> Exercise task: Lay out every line of the entries below as a JSON list of strings, one string per line, with blank lines and pictures left out.

(Some entries)
◆ ◆ ◆ ◆

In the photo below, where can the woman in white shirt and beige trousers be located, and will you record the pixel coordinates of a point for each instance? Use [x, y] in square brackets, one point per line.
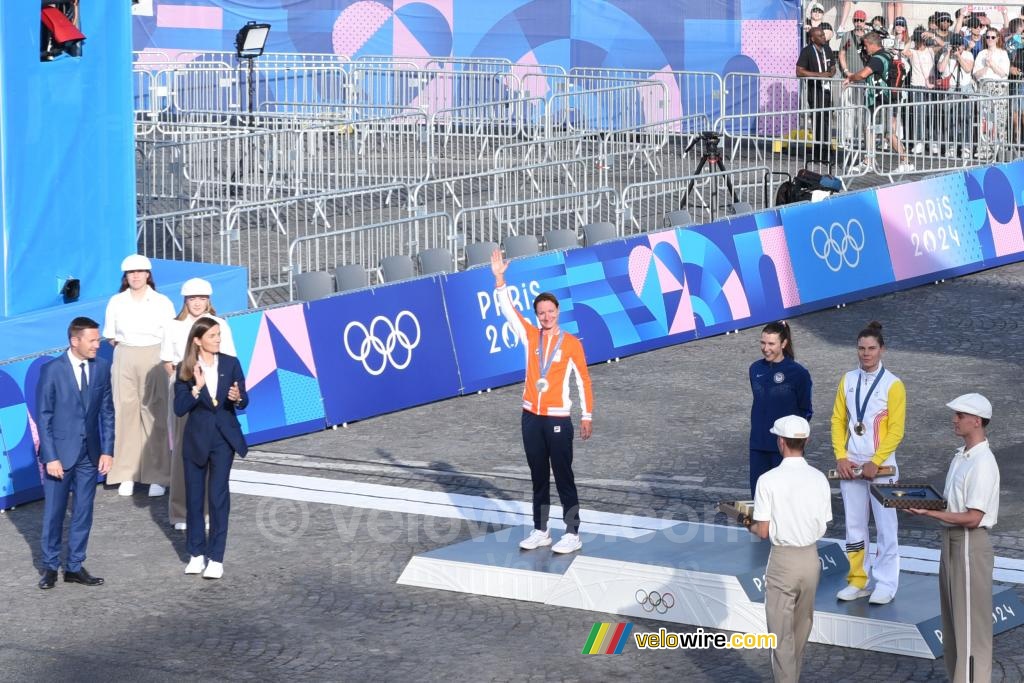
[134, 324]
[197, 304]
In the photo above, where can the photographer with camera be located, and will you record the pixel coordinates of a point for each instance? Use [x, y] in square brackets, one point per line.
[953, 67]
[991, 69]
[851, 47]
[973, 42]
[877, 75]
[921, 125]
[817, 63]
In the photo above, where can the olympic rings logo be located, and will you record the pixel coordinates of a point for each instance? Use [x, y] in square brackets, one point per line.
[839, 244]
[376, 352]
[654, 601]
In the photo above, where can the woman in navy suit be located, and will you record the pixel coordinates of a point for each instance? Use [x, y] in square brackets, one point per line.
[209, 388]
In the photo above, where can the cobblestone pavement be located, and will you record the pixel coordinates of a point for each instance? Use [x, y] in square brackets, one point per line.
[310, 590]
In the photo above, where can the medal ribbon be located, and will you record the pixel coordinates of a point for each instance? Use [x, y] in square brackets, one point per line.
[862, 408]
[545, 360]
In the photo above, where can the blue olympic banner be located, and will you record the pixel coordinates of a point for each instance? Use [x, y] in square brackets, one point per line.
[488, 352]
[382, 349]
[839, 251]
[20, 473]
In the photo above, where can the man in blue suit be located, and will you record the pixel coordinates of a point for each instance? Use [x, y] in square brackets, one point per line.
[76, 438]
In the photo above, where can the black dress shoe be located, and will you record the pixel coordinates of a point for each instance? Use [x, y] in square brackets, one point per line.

◆ ◆ ◆ ◆

> Task response:
[
  "In the photo below, where can the woman in white shirt and beige trousers be located, and will you record the pixel coordinates of a point for each instance? Use [x, y] in square brackets, one point per line.",
  "[134, 324]",
  "[197, 304]",
  "In the photo above, where can the photographer with camera be located, and will you record the pixel coordinates of a point for each instance? Use [x, y] in square brackets, one point per line.",
  "[953, 67]",
  "[991, 69]",
  "[851, 47]",
  "[973, 42]",
  "[877, 75]",
  "[921, 125]",
  "[817, 63]",
  "In the photo above, where can the olympic rings logo be located, and will you record the pixel coordinates of a point for each instance? Use [x, y] in square brackets, one point per line.",
  "[839, 244]",
  "[376, 352]",
  "[654, 601]",
  "In the photo above, where can the woman in navy suit be located, and will you record the pixel coordinates of a point for each instance? Use [x, y] in square brackets, one point per line.",
  "[209, 388]",
  "In the photo above, where can the cobblestone pavement be located, and will you record the pixel coordinates of a point for each instance? Use [x, y] in square brackets, one point per line.",
  "[310, 590]",
  "In the photo above, where can the medal ribbon be located, and will you record the pixel coordinates of a point for each instance? Use [x, y] in square brackets, one point per line.",
  "[862, 408]",
  "[545, 360]",
  "In the photo above, where can the blue olympic banner be located, and will you record the pixel coordinates of a point for each instance? Use [x, y] in square brackets, one point per line.",
  "[488, 352]",
  "[382, 349]",
  "[839, 251]",
  "[20, 473]",
  "In the photo above, where can the man in blue suit be located, and will you record the pixel coordinates of a point for each instance? Use [x, y] in square brackets, one point per line.",
  "[76, 438]",
  "In the photo above, where can the black dress shoe be located, and will you record the pixel coordinates of a point for each instance? Use [x, y] in square brackets, one point per line."
]